● **Aim**
Reproduce verbatim the passage of the lazy bulk insertion claims from "2. The lazy" to "stored in the buffer.".

● **Document segment**
+++
2. The lazy bulk insertion method according to claim 1, wherein the second step comprises a search operation step, an insert operation step, a delete operation step, and an update operation step.

3. The lazy bulk insertion method according to claim 2, wherein the search operation step is performed so that values of an origin node and a result node are processed without being changed from initial values thereof, and result values of the processing are stored in the buffer.

4. The lazy bulk insertion method according to claim 2, wherein the insert operation step comprises the steps of: if information about a terminal node exists in a result node of a direct link, obtaining a value indicating failure as a result of the operation, and considering the operation to have been processed; and if no information about the terminal node exists in the result node of the direct link, storing information about a terminal node, to which an object will belong, in a result node of the buffer and the result node of the direct link through a search in the R-tree.

5. The lazy bulk insertion method according to claim 2, wherein the delete operation step comprises the steps of: if information about a terminal node exists in a result node of a direct link, storing information about a terminal node, to be deleted, in a result node of the buffer and the result node of the direct link through a search in the R-tree; and if no information about the terminal node exists in the result node of the direct link, returning a value indicating failure as a result of the operation, and then considering the operation to have been processed.

6. The lazy bulk insertion method according to claim 2, wherein the update operation step comprises the steps of: if information about a terminal node exists in a result node of the direct link, obtaining a value indicating failure as a result of the operation, and considering the operation to have been processed; and if no information about the terminal node exists in the result node of the direct link, removing the update operation from the buffer, separating the update operation into a delete operation and an insert operation, acquiring operation information depending on the delete operation and the insert operation, and storing the operation information in the buffer.
+++
● **Extracted records**

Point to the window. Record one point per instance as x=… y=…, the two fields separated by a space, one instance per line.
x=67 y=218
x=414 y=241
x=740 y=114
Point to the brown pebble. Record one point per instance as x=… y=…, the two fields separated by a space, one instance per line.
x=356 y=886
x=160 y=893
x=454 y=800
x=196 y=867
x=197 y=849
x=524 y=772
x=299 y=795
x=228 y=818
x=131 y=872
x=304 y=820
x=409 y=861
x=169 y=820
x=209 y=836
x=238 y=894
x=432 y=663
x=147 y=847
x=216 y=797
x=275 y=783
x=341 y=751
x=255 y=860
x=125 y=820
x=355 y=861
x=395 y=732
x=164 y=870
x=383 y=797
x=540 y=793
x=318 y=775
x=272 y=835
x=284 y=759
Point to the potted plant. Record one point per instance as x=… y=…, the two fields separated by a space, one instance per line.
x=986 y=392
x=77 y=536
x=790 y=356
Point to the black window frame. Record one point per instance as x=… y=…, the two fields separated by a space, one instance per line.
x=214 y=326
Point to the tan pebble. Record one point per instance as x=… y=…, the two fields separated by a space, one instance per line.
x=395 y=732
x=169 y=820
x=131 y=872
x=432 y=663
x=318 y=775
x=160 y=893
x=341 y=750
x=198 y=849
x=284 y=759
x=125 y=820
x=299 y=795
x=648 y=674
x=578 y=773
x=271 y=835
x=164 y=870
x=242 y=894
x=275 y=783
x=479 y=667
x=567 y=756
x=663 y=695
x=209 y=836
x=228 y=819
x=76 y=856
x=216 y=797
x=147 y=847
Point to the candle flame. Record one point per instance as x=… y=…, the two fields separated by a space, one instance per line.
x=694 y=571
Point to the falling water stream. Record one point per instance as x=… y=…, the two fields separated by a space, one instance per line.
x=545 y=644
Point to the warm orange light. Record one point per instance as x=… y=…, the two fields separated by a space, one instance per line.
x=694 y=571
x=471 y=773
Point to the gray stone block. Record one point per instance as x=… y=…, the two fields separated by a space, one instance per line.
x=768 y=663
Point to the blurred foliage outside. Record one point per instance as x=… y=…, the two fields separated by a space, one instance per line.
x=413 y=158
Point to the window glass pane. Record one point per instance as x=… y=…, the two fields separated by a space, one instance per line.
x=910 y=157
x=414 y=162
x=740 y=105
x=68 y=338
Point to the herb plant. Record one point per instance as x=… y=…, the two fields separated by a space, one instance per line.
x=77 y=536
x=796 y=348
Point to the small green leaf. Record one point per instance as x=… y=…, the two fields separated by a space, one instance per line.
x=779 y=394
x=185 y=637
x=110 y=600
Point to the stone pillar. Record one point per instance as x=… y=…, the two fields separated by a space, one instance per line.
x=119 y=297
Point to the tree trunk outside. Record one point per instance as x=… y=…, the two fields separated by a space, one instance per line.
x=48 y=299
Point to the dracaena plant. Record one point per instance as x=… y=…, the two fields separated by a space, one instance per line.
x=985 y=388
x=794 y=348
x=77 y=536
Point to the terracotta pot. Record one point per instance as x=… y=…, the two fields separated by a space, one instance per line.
+++
● **Result below**
2. The lazy bulk insertion method according to claim 1, wherein the second step comprises a search operation step, an insert operation step, a delete operation step, and an update operation step.

3. The lazy bulk insertion method according to claim 2, wherein the search operation step is performed so that values of an origin node and a result node are processed without being changed from initial values thereof, and result values of the processing are stored in the buffer.